▶ **Source**
######

Imagine an image you have never seen on a stage, now write it there -- a common playwrighting exercise designed to liberate. After dismissing unicorns playing backgammon and sets made entirely of toast it can have some interesting results.

Old woman with graying hair has sex with wild abandon on kitchen table. Young man has a fully convincing shave. Girl claws her way out of earthen ground. Gregory S. Moss's bright, brave new play abounds in unique imagery and wily psychological wrangling.

Soho Repertory Theatre's brilliant Artistic Director Sarah Benson has conjured a sensual Gothic fairytale playing chords of sex and death with a dexterous and humorous touch.

Orange is an older woman alone in her cabin in the wilderness. She tries to be civilized; she reads, she cleans, but she can't deny the wild woods encroaching on her doorstep. Hat, a robust energetic young man, announces himself by tearing wood off her roof to make his fire, as he will later tear strips off her in other ways to ignite his own life force. A connection is made. Not based on love, but on need. However, the haunting presence of a feral young girl (Grace) penetrates their domestic perimeters to deadly effect.

2010-10-07-americangothic_original.jpg
--American Gothic by Grant Wood

Gregory S. Moss in conversation says the nature of Tragedy is having to make a choice, and then facing its consequences. Even here, away from the eyes and judgments of most, Orange wrestles with the rightness and guilt of her choices as a woman: mother, homemaker, educator sexual creature. As Moss says, "a puritan ethic clashes with our natural scatological inclinations." The sound of that clash is hypocrisy, and hypocrisy is funny. Squaring the tragic-comic circle.

We sense depression and deprivation, and see Appalachianesque isolation, but Moss has set his play less in a literal context, more a rich psychological landscape. Glowing bulbs in the trees have the feel of the souls of the lost, emotional wounds are inflicted and wild birds drop dead from the sky, as an old woman's limbs start to buckle the bark of the trees outside starts to rot.

With visual resonances of Grant Wood's American Gothic, and the world of Walker Evans, the play is inspired by the musical motif of the Murder Ballad: a traditional melancholy refrain with practical morality. We hear the mechanical hum of the old 78 turning with the lamenting strains of early Country Blues: The Carter Family, Charlie Patton, Mississippi John Hurt.

######

(Dataset entries)
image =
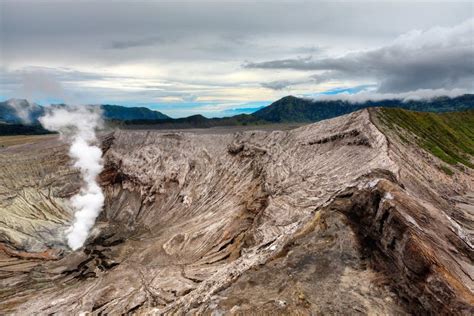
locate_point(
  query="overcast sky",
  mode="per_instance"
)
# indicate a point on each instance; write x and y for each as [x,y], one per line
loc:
[221,58]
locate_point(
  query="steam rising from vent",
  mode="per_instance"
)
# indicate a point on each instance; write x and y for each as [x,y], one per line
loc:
[77,124]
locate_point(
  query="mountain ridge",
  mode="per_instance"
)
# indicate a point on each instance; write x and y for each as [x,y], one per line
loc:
[289,109]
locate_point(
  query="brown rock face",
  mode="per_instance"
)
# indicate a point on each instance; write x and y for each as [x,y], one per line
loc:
[337,217]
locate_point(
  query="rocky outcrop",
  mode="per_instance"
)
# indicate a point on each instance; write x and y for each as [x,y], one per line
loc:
[326,218]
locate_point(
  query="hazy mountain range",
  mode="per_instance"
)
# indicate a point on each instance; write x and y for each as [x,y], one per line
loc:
[16,113]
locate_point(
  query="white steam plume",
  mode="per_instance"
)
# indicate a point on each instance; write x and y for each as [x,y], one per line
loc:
[78,125]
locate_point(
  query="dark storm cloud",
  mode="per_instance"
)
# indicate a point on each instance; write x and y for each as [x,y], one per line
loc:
[433,59]
[193,50]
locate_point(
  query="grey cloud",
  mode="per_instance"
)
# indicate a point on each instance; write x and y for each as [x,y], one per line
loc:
[284,84]
[124,44]
[277,85]
[411,95]
[433,59]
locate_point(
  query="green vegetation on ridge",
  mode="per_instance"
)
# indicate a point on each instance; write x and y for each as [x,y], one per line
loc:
[448,136]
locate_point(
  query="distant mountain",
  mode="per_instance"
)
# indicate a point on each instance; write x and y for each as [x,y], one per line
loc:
[20,111]
[293,109]
[122,113]
[16,111]
[195,121]
[289,109]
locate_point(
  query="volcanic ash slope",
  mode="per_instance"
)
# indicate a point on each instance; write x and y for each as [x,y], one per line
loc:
[337,217]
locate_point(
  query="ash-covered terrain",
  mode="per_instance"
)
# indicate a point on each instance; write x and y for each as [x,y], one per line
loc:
[367,213]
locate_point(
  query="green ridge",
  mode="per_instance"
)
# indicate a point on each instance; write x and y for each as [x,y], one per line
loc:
[448,136]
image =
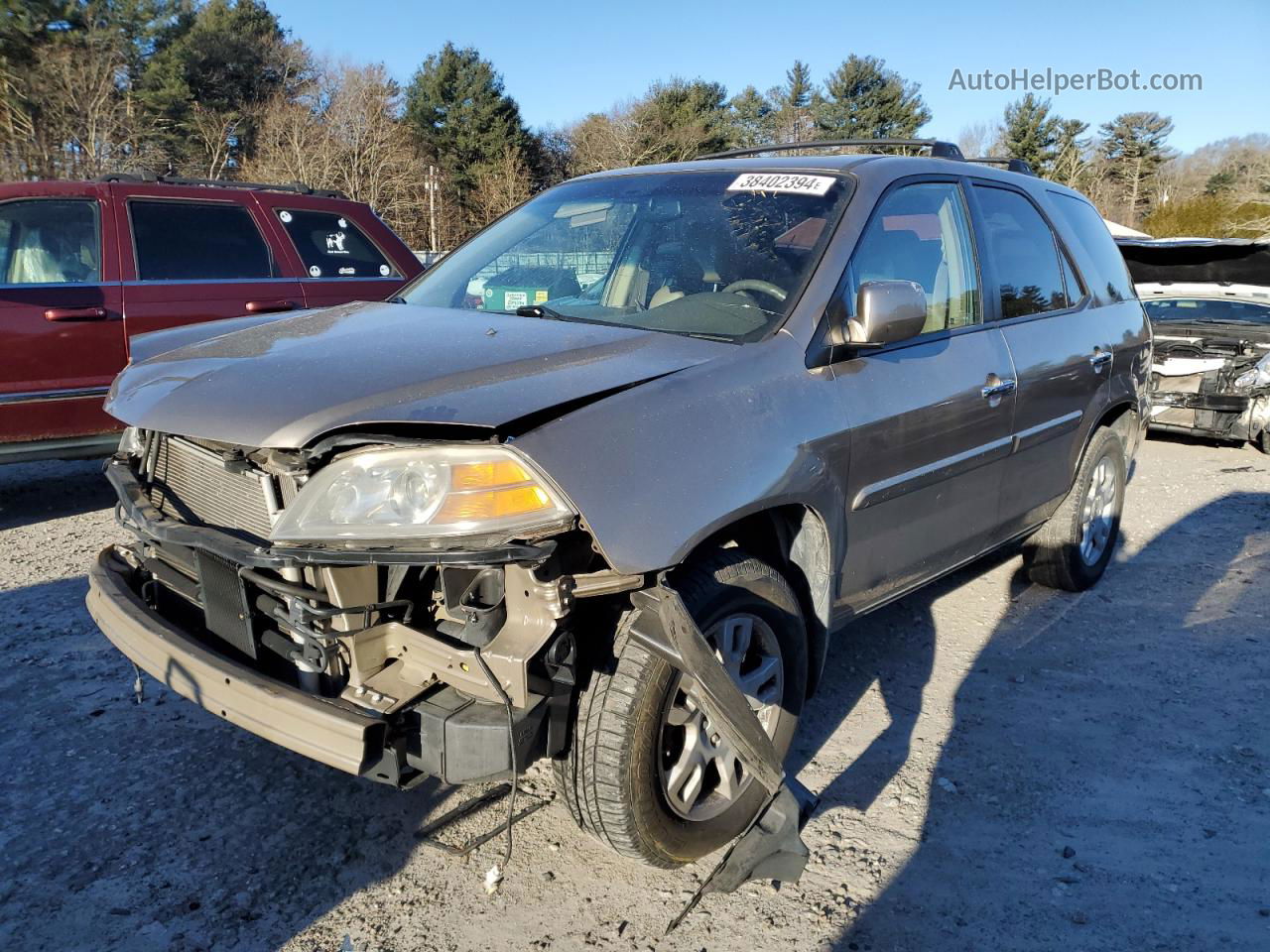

######

▶ **Written tasks**
A: Repeat word for word everything in the play review from "Orange is an" down to "to deadly effect.".
B: Answer these questions from the play review:
(i) What is the name of the feral young girl?
(ii) Who is the Artistic Director of Soho Repertory Theatre?
(iii) Which painting does the play have visual resonances of?

▶ **Solution list**
A:
Orange is an older woman alone in her cabin in the wilderness. She tries to be civilized; she reads, she cleans, but she can't deny the wild woods encroaching on her doorstep. Hat, a robust energetic young man, announces himself by tearing wood off her roof to make his fire, as he will later tear strips off her in other ways to ignite his own life force. A connection is made. Not based on love, but on need. However, the haunting presence of a feral young girl (Grace) penetrates their domestic perimeters to deadly effect.

B:
(i) Grace
(ii) Sarah Benson
(iii) Grant Wood's American Gothic